▸ **Stated goal**
Reproduce all of the records exactly.

Pointing records
- - -
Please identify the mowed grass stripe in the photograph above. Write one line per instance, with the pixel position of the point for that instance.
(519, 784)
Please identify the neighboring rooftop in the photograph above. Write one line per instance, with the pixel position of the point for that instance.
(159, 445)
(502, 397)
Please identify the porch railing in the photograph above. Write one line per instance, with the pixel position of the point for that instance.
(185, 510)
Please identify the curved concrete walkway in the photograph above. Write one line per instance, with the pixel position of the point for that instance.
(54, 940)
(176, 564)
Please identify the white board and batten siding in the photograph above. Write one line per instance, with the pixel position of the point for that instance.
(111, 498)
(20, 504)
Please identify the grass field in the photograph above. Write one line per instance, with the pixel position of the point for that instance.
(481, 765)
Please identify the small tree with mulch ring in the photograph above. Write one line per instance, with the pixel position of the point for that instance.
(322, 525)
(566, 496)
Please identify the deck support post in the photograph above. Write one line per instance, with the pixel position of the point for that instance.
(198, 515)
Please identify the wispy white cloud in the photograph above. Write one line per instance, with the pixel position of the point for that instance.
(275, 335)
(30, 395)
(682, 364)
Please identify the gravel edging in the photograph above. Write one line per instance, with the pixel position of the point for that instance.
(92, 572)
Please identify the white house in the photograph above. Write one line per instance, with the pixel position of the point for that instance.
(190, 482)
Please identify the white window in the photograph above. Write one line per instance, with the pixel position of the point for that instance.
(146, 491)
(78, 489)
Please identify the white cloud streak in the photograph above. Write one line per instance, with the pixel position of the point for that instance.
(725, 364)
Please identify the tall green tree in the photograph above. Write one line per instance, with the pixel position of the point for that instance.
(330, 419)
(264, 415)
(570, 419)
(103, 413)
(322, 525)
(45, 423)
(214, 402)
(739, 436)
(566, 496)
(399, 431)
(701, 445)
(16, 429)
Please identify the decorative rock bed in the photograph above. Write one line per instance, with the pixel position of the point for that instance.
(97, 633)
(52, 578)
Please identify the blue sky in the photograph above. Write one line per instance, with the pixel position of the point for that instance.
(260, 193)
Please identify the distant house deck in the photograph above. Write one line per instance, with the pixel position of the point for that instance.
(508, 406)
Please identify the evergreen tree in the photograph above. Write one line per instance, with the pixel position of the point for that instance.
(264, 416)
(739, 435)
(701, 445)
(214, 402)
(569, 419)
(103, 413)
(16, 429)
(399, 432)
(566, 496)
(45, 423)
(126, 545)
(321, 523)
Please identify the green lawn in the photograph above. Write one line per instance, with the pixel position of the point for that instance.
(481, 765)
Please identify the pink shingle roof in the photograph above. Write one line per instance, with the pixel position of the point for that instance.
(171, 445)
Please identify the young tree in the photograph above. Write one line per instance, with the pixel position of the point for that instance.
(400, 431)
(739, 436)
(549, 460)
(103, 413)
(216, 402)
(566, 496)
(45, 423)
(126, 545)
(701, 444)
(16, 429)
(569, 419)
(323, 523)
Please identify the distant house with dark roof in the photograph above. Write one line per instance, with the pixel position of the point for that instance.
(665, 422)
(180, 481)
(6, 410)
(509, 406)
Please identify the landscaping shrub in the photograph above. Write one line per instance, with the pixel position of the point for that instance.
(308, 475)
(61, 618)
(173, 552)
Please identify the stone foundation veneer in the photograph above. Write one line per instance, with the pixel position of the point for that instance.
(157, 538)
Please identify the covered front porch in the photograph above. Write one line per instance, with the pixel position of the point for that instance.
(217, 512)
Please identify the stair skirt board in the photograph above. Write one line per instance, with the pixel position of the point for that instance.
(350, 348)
- - -
▸ **Solution to this task**
Please identify the mowed grass stripe in the photograph above. Write one line per instance, with the pixel position of the point for that instance.
(519, 784)
Please identify the neighboring rooftop in the photograph above. Write one line per instance, with the pixel position of the point for that instance.
(159, 445)
(502, 397)
Please identify the porch railing in the photograph above. Write one line per instance, with the pixel position of the point for that instance.
(185, 510)
Please identify the curved concrete walkway in the photograph above. Write one line per instance, with the pixel position of the point for that instance.
(54, 940)
(176, 564)
Please identify the white board and batten siding in the photograph above. Write one line per instance, with the pixel position of the point for that instance.
(111, 498)
(20, 504)
Please identify the grass field in the photograph above. Write one line per instance, with the pixel position of the point for that instance.
(481, 765)
Please identify the small tree with mulch ring in the photograph above. Write one line per instance, with the pixel position of the point for that instance.
(322, 525)
(566, 496)
Please identify the deck support post in the photograph above. Write one line per instance, with the pixel position of the point for that instance.
(198, 515)
Please identify the wispy white cloud in the photograph above. Write one line per instance, with the pixel position of the point for that instance.
(275, 335)
(30, 395)
(682, 364)
Please identify the gravel edging in the photograph above. Write one line per instance, with the pixel position of the point for that instance.
(92, 572)
Please identify the white house in the photograph above. Write one line per instance, with the pixel position of the point for that instance.
(190, 482)
Please identify the white window in the photograph above. Write one line per instance, with the pixel position of the point for that instance.
(146, 491)
(78, 489)
Please identify the white cloud streak in the photograph above. Write one line per instance, with the pixel position of the point for that instance.
(725, 364)
Please identify the tall green tree in the photograph above. Write one line per instance, with the pixel position of the point for that instance.
(330, 419)
(264, 415)
(570, 419)
(103, 413)
(322, 525)
(45, 423)
(214, 402)
(739, 436)
(566, 496)
(399, 431)
(701, 445)
(16, 429)
Please identify the decorative rock bed in the photograph above. Write one line per instance, with the pixel position of the point for that instance.
(97, 633)
(52, 578)
Please identify the blue sky in the photograph above. Write one line per instance, with the pixel position of the point for that instance.
(260, 193)
Please identify the distant house deck in the photograph above. Write one line per instance, with the pixel position of the point for that instance.
(508, 406)
Please identify the evergreen tree in the photograph above. Write one line per instance, with the pixel position of the point for that instance.
(264, 416)
(739, 435)
(701, 445)
(214, 402)
(569, 419)
(103, 413)
(16, 429)
(399, 432)
(566, 496)
(45, 423)
(126, 545)
(321, 523)
Please identify the green lawn in the photograph above. Write one line per instance, with the pixel position of the point for that instance.
(481, 765)
Please identify the pink shingle roof in the photograph above. Write one line per instance, with the pixel position of the point for that instance.
(171, 445)
Please identify the young tree in the photograph above. Write one line per instance, with the pixel position of the point for that instance.
(400, 431)
(739, 436)
(549, 460)
(103, 413)
(216, 402)
(566, 496)
(45, 423)
(126, 545)
(701, 444)
(16, 429)
(569, 419)
(323, 523)
Please identify the distant house with dark roof in the photograph above. Write one line per instance, with the pixel position of the point for that instance.
(665, 422)
(180, 481)
(6, 410)
(509, 406)
Please identify the landscaping shrub in the photograph above. Write one line per instance, with the pixel position of the point for that instance.
(308, 475)
(61, 618)
(173, 552)
Please identify the stone foundation veneer in the photograph above. Write one line per instance, with the pixel position of the point for that instance.
(157, 538)
Please identify the covered front porch in the photograph above. Write one line per instance, with the pixel position of the point for that instance.
(217, 512)
Please identify the stair skirt board in the photograph above. Write one line per instance, with the pixel position of the point for that instance.
(350, 348)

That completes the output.